— What this task involves —
Everything from the line that holds "Where can the wood grain" to the end of the entries below should be printed again, word for word, and nothing more.

— Exercise data —
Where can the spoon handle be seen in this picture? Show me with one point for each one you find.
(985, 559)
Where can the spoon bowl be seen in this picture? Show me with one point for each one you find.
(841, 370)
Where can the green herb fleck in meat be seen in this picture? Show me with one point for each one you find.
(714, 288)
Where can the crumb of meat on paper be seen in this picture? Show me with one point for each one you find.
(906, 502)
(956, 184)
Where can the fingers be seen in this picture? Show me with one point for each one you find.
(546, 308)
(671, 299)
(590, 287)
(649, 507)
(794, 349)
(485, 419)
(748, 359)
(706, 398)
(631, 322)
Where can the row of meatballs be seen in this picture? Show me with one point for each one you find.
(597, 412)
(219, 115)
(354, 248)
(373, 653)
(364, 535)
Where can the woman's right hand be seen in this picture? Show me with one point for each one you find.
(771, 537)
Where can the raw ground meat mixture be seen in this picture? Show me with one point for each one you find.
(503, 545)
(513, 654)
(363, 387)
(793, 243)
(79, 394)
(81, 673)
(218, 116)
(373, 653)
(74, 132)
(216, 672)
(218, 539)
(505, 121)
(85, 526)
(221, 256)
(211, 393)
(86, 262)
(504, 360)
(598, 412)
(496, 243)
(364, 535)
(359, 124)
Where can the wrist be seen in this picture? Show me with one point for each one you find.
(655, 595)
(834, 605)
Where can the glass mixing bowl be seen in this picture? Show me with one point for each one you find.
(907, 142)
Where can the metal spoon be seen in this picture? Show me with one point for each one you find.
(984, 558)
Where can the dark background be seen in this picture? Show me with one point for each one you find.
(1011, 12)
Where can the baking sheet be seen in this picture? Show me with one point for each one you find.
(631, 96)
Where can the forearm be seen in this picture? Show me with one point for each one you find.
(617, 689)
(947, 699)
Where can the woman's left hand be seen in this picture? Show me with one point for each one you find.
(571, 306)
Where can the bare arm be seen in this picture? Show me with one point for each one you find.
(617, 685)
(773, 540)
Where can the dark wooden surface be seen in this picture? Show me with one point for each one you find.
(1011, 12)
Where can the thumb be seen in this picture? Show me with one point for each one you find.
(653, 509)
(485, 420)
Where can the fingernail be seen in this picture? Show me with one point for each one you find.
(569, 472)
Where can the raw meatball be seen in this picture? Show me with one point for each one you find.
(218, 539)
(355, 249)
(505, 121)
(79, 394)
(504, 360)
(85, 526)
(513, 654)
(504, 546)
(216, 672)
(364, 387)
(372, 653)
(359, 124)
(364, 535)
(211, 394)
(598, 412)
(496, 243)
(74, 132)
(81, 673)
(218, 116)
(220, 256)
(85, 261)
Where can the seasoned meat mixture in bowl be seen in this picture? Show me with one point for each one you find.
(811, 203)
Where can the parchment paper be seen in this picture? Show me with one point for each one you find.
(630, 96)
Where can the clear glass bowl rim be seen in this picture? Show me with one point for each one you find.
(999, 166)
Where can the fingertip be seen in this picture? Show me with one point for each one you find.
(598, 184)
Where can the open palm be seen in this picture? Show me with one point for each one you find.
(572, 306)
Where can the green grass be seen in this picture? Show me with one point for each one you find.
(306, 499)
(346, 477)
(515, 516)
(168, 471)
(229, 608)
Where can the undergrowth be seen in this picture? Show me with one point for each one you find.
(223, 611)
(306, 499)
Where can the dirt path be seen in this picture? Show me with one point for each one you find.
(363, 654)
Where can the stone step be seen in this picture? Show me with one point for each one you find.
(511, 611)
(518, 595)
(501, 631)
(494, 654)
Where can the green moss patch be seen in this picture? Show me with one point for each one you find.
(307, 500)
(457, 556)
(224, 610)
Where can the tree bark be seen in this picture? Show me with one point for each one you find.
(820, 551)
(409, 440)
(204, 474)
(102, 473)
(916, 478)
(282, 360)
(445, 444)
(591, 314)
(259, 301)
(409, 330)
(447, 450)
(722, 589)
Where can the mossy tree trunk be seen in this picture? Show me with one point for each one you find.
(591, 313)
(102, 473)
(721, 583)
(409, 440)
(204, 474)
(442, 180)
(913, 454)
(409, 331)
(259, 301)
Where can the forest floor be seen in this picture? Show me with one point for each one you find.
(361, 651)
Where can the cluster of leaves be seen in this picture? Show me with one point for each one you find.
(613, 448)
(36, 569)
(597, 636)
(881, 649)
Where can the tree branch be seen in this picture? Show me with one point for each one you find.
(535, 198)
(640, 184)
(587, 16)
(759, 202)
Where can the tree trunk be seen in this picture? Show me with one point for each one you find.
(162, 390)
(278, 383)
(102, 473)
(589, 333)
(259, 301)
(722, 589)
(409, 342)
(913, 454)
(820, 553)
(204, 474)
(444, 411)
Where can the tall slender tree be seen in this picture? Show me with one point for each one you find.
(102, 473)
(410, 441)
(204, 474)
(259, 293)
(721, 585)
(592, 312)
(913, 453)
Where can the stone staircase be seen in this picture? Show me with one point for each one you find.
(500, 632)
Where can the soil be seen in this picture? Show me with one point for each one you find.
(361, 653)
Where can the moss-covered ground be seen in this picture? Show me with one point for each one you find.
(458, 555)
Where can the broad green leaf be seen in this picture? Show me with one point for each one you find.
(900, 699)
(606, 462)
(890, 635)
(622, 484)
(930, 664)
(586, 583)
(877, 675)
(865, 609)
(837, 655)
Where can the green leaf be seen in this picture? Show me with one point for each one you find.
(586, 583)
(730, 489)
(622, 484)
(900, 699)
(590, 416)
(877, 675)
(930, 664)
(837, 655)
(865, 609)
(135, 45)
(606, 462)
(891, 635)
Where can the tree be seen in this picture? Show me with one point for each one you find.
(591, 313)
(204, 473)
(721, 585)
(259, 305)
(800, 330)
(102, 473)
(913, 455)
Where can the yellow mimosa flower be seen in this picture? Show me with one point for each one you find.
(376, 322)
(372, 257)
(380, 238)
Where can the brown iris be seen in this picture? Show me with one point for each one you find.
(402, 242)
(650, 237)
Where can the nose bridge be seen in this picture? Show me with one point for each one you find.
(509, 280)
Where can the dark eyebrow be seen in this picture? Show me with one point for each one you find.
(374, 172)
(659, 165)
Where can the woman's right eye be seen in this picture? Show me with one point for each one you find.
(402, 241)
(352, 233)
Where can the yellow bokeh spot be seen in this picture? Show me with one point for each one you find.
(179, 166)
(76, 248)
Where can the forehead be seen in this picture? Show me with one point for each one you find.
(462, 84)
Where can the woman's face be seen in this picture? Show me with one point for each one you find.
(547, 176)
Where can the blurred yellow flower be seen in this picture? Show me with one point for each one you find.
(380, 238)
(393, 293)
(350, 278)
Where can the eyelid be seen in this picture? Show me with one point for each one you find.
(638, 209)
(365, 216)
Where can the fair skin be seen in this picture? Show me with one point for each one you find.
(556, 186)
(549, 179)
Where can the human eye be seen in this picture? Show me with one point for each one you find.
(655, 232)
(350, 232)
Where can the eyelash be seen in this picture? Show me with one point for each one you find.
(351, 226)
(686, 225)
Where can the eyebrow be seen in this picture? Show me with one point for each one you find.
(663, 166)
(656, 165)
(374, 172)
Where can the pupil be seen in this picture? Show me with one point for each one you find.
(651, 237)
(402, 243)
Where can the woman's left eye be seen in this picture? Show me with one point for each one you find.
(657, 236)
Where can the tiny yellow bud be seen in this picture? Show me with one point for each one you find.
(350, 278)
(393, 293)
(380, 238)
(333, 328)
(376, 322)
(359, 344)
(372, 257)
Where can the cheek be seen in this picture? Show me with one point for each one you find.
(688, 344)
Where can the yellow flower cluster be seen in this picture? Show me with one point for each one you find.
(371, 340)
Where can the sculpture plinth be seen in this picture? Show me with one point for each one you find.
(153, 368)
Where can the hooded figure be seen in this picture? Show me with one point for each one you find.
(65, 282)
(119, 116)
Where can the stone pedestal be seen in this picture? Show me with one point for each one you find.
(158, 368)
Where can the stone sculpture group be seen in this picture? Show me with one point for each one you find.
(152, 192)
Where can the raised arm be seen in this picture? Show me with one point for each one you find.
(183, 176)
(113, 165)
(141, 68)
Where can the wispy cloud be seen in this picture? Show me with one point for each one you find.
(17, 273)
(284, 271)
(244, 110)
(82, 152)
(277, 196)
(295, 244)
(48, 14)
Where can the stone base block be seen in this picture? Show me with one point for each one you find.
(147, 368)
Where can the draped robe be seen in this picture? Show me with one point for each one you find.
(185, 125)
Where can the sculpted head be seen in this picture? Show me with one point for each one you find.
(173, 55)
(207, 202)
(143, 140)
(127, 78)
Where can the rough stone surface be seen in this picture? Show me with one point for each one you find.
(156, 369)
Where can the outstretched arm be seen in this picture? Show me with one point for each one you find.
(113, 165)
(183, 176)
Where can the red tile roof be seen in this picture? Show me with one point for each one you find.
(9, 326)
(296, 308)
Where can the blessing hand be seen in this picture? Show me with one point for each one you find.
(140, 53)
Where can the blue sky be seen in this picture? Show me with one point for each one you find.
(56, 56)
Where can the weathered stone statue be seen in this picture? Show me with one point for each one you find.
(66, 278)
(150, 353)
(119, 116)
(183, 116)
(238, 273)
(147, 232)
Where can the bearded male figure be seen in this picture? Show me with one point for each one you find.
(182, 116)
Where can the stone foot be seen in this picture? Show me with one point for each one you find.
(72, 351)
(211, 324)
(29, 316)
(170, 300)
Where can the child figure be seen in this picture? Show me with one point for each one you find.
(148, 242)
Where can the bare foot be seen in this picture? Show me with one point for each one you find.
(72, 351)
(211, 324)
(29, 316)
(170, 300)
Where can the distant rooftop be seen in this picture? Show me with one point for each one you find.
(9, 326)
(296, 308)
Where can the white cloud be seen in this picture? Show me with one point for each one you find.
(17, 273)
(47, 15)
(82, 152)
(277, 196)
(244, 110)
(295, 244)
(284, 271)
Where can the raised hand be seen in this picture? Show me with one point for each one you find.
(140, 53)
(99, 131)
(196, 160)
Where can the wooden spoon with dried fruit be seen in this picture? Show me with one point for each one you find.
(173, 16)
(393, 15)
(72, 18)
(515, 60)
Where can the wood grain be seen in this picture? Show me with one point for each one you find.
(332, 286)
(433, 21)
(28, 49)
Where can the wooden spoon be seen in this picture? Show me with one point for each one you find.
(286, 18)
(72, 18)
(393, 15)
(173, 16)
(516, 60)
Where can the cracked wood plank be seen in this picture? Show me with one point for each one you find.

— Answer box —
Where can the wood grain be seen in this picture? Show me with one point for each one you find.
(332, 286)
(433, 21)
(28, 49)
Where can the wooden spoon be seen in this picture? Show me with one point for each one you find.
(286, 18)
(72, 18)
(393, 15)
(173, 16)
(516, 60)
Where can the cracked wood plank be seen in this picture? Show me with one point for each one you find.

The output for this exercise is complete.